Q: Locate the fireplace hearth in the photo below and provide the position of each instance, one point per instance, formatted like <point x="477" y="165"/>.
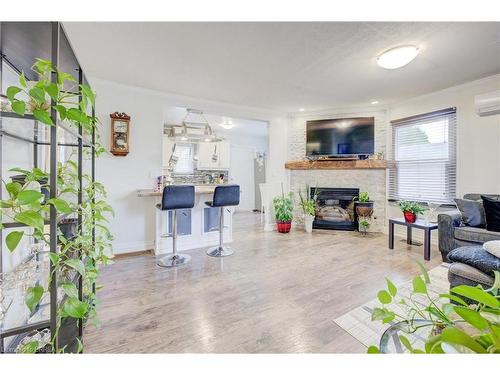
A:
<point x="335" y="208"/>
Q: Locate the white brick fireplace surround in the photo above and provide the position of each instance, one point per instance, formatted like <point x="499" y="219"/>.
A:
<point x="371" y="180"/>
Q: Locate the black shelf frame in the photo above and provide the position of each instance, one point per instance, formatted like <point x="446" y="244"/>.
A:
<point x="21" y="42"/>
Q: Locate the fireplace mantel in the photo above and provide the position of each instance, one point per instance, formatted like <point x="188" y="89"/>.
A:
<point x="338" y="164"/>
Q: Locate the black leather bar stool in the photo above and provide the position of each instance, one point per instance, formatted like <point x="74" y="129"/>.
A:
<point x="226" y="195"/>
<point x="175" y="197"/>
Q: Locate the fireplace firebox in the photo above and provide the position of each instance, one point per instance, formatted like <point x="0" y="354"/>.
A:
<point x="335" y="208"/>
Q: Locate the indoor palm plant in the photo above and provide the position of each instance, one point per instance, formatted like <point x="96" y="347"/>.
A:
<point x="28" y="204"/>
<point x="283" y="211"/>
<point x="466" y="320"/>
<point x="411" y="210"/>
<point x="308" y="206"/>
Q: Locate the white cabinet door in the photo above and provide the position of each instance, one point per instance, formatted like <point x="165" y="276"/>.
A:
<point x="205" y="153"/>
<point x="224" y="154"/>
<point x="168" y="148"/>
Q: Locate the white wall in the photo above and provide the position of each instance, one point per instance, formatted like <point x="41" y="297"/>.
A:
<point x="478" y="153"/>
<point x="133" y="225"/>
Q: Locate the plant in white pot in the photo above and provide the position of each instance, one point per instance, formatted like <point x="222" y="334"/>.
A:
<point x="308" y="206"/>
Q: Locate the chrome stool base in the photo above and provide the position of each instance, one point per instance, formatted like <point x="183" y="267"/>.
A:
<point x="173" y="260"/>
<point x="220" y="251"/>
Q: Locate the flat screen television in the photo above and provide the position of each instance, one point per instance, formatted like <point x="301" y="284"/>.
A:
<point x="343" y="136"/>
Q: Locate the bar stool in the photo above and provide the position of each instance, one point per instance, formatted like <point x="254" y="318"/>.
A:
<point x="226" y="195"/>
<point x="175" y="197"/>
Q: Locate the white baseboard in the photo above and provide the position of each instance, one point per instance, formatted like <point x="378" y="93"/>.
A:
<point x="132" y="247"/>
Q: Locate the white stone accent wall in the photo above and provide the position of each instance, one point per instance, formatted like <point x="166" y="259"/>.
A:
<point x="371" y="180"/>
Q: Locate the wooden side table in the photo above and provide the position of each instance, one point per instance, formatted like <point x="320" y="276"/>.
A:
<point x="420" y="224"/>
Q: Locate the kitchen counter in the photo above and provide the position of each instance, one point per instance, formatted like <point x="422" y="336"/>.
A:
<point x="198" y="189"/>
<point x="197" y="228"/>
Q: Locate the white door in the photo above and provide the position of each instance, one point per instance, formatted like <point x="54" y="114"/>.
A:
<point x="224" y="149"/>
<point x="241" y="172"/>
<point x="168" y="148"/>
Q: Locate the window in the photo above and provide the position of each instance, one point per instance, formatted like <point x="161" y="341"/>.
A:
<point x="184" y="153"/>
<point x="424" y="152"/>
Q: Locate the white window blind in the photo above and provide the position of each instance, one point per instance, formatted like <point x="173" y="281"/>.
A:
<point x="184" y="153"/>
<point x="424" y="155"/>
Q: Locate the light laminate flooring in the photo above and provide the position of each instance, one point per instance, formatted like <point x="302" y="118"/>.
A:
<point x="279" y="293"/>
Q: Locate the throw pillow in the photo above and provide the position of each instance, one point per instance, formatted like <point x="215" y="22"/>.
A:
<point x="492" y="247"/>
<point x="472" y="212"/>
<point x="492" y="211"/>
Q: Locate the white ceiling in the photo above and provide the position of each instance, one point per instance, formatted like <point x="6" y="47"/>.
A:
<point x="287" y="66"/>
<point x="242" y="127"/>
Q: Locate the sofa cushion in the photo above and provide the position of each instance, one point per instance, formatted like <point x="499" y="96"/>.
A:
<point x="477" y="257"/>
<point x="472" y="212"/>
<point x="472" y="234"/>
<point x="492" y="211"/>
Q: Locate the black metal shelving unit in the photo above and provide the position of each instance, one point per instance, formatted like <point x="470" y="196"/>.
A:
<point x="20" y="44"/>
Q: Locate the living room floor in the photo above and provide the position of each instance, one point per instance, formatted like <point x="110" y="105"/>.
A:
<point x="279" y="293"/>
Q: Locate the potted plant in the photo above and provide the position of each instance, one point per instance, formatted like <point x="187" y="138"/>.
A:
<point x="363" y="226"/>
<point x="363" y="204"/>
<point x="308" y="206"/>
<point x="447" y="323"/>
<point x="283" y="211"/>
<point x="411" y="210"/>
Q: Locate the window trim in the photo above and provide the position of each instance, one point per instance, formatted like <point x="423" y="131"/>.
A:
<point x="452" y="160"/>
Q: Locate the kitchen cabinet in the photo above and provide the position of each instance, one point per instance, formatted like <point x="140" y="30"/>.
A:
<point x="206" y="152"/>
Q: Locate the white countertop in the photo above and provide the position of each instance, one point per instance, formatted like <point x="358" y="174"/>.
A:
<point x="198" y="189"/>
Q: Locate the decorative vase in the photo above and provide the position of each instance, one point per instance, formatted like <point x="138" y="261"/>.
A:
<point x="410" y="217"/>
<point x="308" y="220"/>
<point x="284" y="226"/>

· · · · · · ·

_TASK TO CARRY OUT:_
Render the lines of the listing above as a numbered list, beginning at the line that contains "Q: Locate the window trim" and continuing through the final line of the listing. Both ends are included, and blank lines are omitted.

_RESULT FOR THIS TASK:_
1. Q: Locate the window trim in the photo above and provide the position of each instance, one point per instance, formatted like <point x="423" y="131"/>.
2. A:
3. <point x="452" y="160"/>
4. Q: Locate the kitchen cabinet in the photo above and provide the position of each instance, one point per instance, formatted like <point x="140" y="30"/>.
5. A:
6. <point x="206" y="152"/>
7. Q: Locate the white countertop in the photo above and provide the position of each instance, one point per instance, formatted like <point x="358" y="174"/>.
8. A:
9. <point x="198" y="189"/>
10. Q: Locate the decorative vase in the photo above and provide the position of each instance, one point per instance, formatted like <point x="138" y="261"/>.
11. A:
12. <point x="410" y="217"/>
13. <point x="308" y="220"/>
14. <point x="284" y="226"/>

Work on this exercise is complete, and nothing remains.